▶ 実施課題:
新幹線の自動運転に関する下記の文書抜粋に基づき、次の問いに答えてください。
1. JR東日本とJR西日本が覚書を締結したのはいつですか。
2. 両社が協力して検討を進めるにあたり、ベースとする車両は何ですか。
3. JR東日本が2021年度に回送列車の自動運転の試験を実施した区間はどこですか。

東日本旅客鉄道(以下JR東日本」と西日本旅客鉄道(JR西日本)は、少子高齢化や働き方改革などにより社会環境が変化する状況においても、効率的でサステナブルな鉄道経営を維持し、より安全でかつ利便性の高い輸送サービスの実現を目指して、自動運転導入に向けた検討と開発を行っている。
両社は2023年4月に覚書を締結しており、今後は相互直通運用を行う北陸新幹線のE7系/W7系をベースに、自動運転の実現に向けた システム開発やコストの軽減に向け、協力して検討を進めていくという。
新幹線E7系/W7系
JR東日本の取り組み〜ATO(自動列車運転装置)の開発を進行
JR東日本は、グループ経営ビジョン「変革2027」に掲げるドライバレス運転(GoA3、GoA4)の実現のため、ATO(自動列車運転装置)の開発を進めている。
2021年度には、上越新幹線 新潟駅~新潟新幹線車両センター間において回送列車の自動運転の試験を実施。
これまでの試験などで得られた知見を元に、2020年代末に上越新幹線の新潟駅~新潟新幹線車両センター間の回送列車(GoA4)、2030年代中頃には東京駅~新潟駅の営業列車(GoA3)のドライバレス運転の実現を目指す。

▶ データ抜粋:
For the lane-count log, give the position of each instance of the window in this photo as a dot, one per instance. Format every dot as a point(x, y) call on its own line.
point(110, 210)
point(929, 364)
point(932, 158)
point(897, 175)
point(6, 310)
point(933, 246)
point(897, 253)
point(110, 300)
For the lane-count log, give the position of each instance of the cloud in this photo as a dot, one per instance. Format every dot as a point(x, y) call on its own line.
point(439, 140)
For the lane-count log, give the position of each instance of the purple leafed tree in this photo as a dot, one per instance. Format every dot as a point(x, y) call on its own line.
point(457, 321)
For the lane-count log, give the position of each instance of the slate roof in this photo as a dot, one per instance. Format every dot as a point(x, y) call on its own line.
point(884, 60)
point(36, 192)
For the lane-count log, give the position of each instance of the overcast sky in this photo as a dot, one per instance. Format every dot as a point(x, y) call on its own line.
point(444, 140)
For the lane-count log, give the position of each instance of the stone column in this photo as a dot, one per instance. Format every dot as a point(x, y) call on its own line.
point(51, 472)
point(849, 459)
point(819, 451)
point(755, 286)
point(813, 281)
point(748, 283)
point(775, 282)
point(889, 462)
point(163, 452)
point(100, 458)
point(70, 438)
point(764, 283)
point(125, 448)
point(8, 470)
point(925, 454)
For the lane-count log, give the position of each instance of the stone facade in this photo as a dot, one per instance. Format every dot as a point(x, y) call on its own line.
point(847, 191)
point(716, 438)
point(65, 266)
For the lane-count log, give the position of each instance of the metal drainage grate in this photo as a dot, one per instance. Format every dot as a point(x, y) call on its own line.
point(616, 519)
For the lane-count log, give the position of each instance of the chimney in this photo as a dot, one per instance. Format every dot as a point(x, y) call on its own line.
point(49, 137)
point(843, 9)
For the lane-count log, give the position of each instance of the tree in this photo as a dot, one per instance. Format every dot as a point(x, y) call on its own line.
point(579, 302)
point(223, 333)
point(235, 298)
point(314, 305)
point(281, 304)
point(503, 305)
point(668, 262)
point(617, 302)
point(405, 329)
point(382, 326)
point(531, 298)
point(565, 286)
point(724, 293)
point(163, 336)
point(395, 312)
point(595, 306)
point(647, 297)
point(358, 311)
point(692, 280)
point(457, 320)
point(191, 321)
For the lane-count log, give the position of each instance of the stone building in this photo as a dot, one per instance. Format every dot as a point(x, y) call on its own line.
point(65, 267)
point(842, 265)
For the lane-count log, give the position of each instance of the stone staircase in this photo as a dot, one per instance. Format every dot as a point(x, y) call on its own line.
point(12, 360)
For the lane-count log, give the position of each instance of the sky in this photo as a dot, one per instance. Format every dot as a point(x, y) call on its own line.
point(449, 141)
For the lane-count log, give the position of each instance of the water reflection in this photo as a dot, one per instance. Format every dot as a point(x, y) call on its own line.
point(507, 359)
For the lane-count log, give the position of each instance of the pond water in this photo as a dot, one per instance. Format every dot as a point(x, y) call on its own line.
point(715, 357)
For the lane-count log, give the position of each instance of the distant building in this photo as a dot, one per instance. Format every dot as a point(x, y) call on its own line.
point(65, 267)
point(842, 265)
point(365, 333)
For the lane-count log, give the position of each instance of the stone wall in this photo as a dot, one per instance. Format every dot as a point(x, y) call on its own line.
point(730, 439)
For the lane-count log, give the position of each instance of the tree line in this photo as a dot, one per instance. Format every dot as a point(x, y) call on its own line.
--
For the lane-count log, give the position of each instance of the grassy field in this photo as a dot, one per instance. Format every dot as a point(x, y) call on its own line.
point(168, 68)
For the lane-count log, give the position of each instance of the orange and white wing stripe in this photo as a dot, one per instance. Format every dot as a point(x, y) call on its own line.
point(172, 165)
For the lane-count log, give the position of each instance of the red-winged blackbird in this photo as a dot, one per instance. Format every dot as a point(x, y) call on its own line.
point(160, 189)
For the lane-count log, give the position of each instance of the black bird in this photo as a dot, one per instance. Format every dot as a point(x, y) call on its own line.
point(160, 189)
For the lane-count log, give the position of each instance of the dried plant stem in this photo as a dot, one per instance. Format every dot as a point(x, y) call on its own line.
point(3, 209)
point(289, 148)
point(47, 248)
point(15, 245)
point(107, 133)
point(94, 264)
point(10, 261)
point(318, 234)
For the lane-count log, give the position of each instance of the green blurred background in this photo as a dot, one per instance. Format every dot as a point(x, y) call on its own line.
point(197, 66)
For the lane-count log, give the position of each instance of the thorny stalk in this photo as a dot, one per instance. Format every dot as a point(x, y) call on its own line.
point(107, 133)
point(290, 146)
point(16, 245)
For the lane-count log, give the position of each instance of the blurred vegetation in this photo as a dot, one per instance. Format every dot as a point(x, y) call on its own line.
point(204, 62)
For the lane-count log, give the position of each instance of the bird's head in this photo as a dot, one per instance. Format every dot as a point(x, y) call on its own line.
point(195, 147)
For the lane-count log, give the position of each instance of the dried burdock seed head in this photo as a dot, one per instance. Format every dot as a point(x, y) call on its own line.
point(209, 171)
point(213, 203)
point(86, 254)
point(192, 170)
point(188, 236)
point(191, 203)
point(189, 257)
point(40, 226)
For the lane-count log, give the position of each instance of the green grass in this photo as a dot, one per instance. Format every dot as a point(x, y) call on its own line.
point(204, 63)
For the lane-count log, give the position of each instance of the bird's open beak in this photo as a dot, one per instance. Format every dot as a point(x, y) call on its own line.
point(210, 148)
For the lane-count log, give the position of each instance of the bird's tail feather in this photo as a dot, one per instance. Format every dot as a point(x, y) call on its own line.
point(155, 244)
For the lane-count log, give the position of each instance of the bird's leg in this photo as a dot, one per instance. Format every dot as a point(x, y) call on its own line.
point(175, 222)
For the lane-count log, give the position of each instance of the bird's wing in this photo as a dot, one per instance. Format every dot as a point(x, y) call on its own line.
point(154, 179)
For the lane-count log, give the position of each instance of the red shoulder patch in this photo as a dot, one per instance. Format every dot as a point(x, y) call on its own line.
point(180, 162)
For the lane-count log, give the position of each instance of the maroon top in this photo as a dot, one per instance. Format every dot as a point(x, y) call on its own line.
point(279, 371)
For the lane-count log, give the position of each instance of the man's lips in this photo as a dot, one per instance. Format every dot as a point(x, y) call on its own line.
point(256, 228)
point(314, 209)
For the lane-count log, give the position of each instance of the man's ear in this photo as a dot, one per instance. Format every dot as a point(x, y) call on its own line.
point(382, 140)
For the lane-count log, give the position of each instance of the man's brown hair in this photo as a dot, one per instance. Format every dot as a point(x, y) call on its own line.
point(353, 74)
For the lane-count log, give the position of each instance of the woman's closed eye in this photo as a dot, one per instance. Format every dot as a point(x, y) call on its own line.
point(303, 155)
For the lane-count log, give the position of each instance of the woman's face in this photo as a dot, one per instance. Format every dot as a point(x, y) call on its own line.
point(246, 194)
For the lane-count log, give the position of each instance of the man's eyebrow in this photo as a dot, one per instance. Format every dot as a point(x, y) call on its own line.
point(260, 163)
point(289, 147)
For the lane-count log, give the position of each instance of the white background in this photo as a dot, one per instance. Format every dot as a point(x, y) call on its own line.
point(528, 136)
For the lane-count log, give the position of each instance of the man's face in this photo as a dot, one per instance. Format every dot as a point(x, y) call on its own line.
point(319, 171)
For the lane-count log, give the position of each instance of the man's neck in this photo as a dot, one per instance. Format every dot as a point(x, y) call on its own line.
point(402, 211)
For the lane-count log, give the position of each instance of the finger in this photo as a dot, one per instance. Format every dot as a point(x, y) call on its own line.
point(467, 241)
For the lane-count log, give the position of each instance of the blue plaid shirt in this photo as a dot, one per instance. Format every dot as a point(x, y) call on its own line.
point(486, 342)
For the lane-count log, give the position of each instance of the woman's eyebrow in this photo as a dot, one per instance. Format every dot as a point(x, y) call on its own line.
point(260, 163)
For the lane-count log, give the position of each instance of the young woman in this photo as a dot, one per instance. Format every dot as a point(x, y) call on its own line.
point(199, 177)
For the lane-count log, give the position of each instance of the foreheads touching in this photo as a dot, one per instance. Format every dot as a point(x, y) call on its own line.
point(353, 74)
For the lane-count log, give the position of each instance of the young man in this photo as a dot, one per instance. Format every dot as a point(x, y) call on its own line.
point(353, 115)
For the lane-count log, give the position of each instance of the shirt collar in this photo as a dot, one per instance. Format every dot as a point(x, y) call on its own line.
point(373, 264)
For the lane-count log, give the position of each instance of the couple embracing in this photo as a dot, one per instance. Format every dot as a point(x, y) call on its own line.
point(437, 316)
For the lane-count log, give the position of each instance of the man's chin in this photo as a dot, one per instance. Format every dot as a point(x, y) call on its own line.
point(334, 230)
==
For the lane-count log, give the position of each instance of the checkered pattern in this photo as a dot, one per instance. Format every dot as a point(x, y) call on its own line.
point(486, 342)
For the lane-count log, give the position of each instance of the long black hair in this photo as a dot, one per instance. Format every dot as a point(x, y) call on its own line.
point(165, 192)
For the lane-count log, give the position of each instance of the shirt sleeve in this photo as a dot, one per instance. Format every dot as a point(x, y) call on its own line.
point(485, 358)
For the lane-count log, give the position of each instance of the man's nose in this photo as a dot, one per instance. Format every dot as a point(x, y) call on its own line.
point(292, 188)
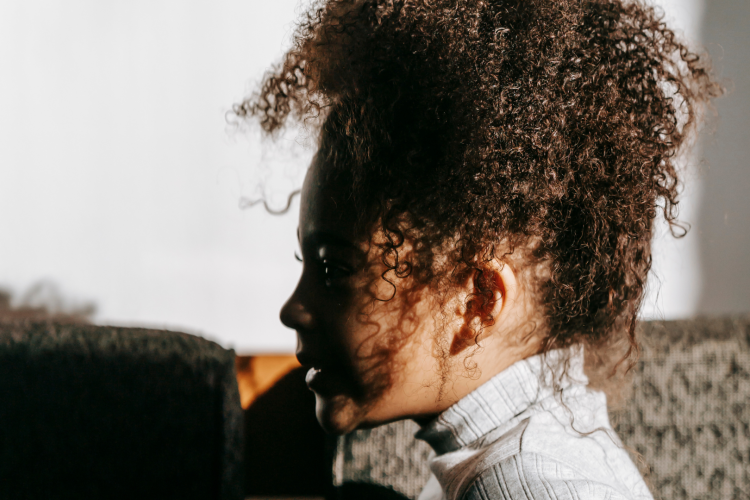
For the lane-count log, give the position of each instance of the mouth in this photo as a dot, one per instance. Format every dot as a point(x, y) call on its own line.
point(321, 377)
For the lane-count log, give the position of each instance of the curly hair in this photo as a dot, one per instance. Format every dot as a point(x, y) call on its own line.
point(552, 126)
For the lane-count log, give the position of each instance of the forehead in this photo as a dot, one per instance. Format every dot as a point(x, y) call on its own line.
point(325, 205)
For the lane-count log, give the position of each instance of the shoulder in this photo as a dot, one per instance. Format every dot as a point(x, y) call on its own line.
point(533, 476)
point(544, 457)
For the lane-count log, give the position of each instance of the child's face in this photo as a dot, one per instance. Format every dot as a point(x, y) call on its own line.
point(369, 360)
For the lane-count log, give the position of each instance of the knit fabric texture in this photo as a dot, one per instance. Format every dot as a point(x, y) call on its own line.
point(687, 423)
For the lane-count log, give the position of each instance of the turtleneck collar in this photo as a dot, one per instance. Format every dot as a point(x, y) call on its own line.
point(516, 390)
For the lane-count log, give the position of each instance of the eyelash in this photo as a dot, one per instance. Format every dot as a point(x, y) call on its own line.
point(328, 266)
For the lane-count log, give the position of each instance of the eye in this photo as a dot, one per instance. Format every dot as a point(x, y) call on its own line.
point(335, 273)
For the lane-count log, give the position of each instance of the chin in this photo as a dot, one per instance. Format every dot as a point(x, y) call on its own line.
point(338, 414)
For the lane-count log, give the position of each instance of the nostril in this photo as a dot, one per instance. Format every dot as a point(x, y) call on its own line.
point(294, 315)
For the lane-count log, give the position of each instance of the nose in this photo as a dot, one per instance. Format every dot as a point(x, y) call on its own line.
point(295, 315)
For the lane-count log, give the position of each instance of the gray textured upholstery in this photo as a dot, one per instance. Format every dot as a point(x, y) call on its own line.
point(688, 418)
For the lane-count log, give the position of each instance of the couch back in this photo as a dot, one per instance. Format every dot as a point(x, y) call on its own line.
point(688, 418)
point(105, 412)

▶ 解答全文:
1. 2023年4月です。
2. 相互直通運用を行う北陸新幹線のE7系/W7系です。
3. 上越新幹線の新潟駅~新潟新幹線車両センター間です。